EXERCISE OBJECTIVE
Reproduce every one of the lines below word for word, leaving nothing out and changing nothing.

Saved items
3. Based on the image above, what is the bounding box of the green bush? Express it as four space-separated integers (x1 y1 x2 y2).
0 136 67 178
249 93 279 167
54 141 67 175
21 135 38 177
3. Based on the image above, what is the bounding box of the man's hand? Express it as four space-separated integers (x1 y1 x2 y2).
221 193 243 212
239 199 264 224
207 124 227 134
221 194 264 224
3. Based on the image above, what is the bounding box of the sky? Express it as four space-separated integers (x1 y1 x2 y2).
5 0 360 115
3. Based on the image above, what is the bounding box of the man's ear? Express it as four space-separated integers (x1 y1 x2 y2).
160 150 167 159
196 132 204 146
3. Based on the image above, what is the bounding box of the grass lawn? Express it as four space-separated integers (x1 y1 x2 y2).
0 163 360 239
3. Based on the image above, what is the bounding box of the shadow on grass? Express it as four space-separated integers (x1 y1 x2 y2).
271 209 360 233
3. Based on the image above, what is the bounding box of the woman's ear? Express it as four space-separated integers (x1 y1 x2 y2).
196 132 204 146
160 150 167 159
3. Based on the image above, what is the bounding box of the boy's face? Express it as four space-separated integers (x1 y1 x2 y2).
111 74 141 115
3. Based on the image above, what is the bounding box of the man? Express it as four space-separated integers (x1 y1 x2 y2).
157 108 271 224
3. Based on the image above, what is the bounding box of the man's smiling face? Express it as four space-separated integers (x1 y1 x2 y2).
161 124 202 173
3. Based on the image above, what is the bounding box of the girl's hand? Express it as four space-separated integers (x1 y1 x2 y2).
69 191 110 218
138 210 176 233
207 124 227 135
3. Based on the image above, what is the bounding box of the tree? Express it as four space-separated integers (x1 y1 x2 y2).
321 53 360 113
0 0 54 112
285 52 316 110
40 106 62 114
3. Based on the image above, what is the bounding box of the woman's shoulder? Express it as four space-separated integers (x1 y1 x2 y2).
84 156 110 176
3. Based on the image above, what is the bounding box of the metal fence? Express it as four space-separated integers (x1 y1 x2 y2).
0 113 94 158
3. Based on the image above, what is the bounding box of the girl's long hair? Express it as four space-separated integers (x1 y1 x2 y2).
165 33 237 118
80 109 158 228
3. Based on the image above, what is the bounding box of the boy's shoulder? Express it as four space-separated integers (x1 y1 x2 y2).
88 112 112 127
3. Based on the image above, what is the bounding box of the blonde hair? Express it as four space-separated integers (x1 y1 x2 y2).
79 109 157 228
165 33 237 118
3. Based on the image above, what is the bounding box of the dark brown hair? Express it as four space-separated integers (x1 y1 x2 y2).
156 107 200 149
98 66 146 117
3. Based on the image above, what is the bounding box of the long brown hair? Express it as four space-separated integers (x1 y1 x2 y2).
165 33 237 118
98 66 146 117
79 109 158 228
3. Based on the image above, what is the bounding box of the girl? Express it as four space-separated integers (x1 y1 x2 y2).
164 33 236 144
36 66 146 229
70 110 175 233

THE COMPLETED TASK
3. Based on the image above, what is the bounding box of the green bush? Express it as four space-separated integers (x1 y1 x2 y2).
0 136 67 178
249 93 279 167
54 141 67 175
21 135 38 177
3. Based on the image above, what is the bounding box of the man's hand? Express it as four space-separated integers (x1 y1 x2 y2).
221 193 243 212
239 199 264 224
207 124 227 134
221 194 264 224
3. Based on the image above, what is the bounding box of the sky? Express it as four space-separated integers (x1 y1 x2 y2).
5 0 360 115
3. Based on the image above, what is the bounding box of the man's ear? Express it as four space-separated integers (x1 y1 x2 y2).
160 150 167 159
196 132 204 146
3. Based on the image above, what is the bounding box of the grass lawn? Express it as four space-separated integers (x1 y1 x2 y2).
0 163 360 239
3. Based on the image above, what is the bounding box of the shadow on grass? Express it as four space-separated integers (x1 y1 x2 y2).
271 209 360 233
3. Based on the image above, what is the bounding box of the woman's ear? Express it as four space-separated integers (x1 y1 x2 y2).
196 132 204 146
160 150 167 159
3. Based on the image above, what is the bounding box of the boy's face? Express it as four space-separated integers (x1 y1 x2 y2).
111 74 141 115
3. Based on the image above, what is the bounding box of the man? Express it as four space-separated integers (x1 y1 x2 y2).
157 108 271 224
3. Based on the image above, what is the bounding box of the man's smiling face? Express it as four space-separated integers (x1 y1 x2 y2).
161 124 202 173
3. Based on the image above, what is the bounding box of the girl's hand? Express it as four space-separated integers (x1 y1 x2 y2).
69 191 110 218
138 210 176 233
207 124 227 135
3. Based on the image above, what is the bounding box of the tree? Express it as four space-separated integers (x1 y1 x2 y2).
321 53 360 113
0 0 54 112
285 52 316 110
40 106 62 114
3. Based on the image above, what is the bounding box of the woman's shoulder? Express it as four space-separated integers (x1 y1 x2 y2).
84 156 110 176
3. Based on the image above, what is the bounding box of the metal fence? Express it as four space-separated integers (x1 y1 x2 y2).
0 113 94 158
3. Based on the image above, what is the bounding box of the girl's long hair? Express it as four space-separated integers (x1 y1 x2 y2).
165 33 237 118
80 109 158 228
3. Based on the image above, what is the bounding box of the boy's shoulder? Express it as four space-separated integers (x1 y1 x2 y2).
88 112 112 127
3. Based on the image above, what is the bounding box of the blonde hair? Express it as four space-separated integers (x1 y1 x2 y2).
79 109 157 228
165 33 237 118
3. Based on the image above, what is the bounding box of the dark brown hair? Express it as four space-separated integers (x1 y1 x2 y2).
156 107 200 149
98 66 146 117
3. Based on the image above, what is the bounding box of the long brown hair? Express it as four space-separated integers (x1 y1 x2 y2).
165 33 237 118
98 66 146 117
79 109 158 228
3. Based on the image above, what is the bounding box of the girl? Express it as four space-separated integers (x1 y1 x2 y2).
164 33 236 144
36 66 146 229
70 110 175 233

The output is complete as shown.